**THE TASK**
Write out all entries word for word.

Excerpts of location labeling data
◇ ◇ ◇ ◇ ◇ ◇ ◇
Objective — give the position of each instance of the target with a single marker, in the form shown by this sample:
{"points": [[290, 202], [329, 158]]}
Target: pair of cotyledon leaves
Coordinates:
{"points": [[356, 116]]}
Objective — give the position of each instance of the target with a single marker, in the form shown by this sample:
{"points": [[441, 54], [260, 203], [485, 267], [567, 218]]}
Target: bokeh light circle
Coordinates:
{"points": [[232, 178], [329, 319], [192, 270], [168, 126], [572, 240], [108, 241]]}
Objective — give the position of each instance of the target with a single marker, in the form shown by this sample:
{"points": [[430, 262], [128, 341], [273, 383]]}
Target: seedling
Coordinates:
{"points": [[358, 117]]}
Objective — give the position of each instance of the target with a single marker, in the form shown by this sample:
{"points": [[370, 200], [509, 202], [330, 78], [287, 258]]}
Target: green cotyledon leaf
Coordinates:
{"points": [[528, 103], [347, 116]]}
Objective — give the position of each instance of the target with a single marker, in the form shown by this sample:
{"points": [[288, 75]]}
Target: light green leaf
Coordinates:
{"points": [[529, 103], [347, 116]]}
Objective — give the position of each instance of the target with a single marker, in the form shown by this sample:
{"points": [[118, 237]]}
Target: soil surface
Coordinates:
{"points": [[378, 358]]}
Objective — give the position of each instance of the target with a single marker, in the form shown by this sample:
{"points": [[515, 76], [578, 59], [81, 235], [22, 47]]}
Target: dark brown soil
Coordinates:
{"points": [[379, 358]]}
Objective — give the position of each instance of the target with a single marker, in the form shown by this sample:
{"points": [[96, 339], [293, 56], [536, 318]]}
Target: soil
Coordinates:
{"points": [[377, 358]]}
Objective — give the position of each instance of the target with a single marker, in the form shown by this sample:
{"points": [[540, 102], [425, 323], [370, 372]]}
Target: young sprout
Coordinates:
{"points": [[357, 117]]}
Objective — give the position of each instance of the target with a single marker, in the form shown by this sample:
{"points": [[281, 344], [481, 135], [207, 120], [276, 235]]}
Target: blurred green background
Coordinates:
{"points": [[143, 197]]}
◇ ◇ ◇ ◇ ◇ ◇ ◇
**SOLUTION FOR THIS TASK**
Objective — give the position of each instance of the target with a single marker, in the form shown by this sample:
{"points": [[290, 202], [329, 158]]}
Target: pair of cotyledon leaves
Coordinates:
{"points": [[356, 116]]}
Objective — give the position of each instance of the target with a single marker, in the form shown by this sample:
{"points": [[441, 54], [260, 203], [485, 267], [567, 218]]}
Target: bokeh light circle
Coordinates:
{"points": [[232, 178], [329, 319], [192, 270], [168, 126], [572, 240], [108, 241]]}
Objective — give the position of each instance of the target with a single marker, in the form shown by this sample:
{"points": [[430, 262], [128, 341], [273, 383]]}
Target: seedling
Coordinates:
{"points": [[358, 117]]}
Objective — give the position of each instance of the target with a single marker, in the form shown by this sample:
{"points": [[370, 200], [509, 202], [330, 78], [287, 258]]}
Target: green cotyledon leaf
Coordinates:
{"points": [[528, 103], [347, 116]]}
Objective — give the position of each instance of the target with a single marker, in the form shown by this sample:
{"points": [[288, 75]]}
Target: light green leaf
Coordinates:
{"points": [[529, 103], [347, 116]]}
Objective — give the position of each instance of the target with a single marker, in the form shown by this sample:
{"points": [[118, 237]]}
Target: soil surface
Coordinates:
{"points": [[378, 358]]}
Objective — give the position of each instance of the target with a single marker, in the form shown by this sample:
{"points": [[515, 76], [578, 59], [81, 235], [22, 47]]}
Target: dark brown soil
Coordinates:
{"points": [[379, 358]]}
Objective — give the position of each instance of the target with a single marker, in the form shown by this sample:
{"points": [[96, 339], [293, 56], [536, 318]]}
Target: soil
Coordinates:
{"points": [[377, 358]]}
Objective — give the position of each instance of the target with a single marker, in the form shown by this sample:
{"points": [[540, 102], [425, 323], [370, 372]]}
Target: young sprout
Coordinates:
{"points": [[357, 117]]}
Objective — give the position of each instance of the target with a single marker, in the form shown by this sample:
{"points": [[281, 344], [481, 135], [207, 120], [276, 235]]}
Target: blurred green background
Coordinates:
{"points": [[143, 197]]}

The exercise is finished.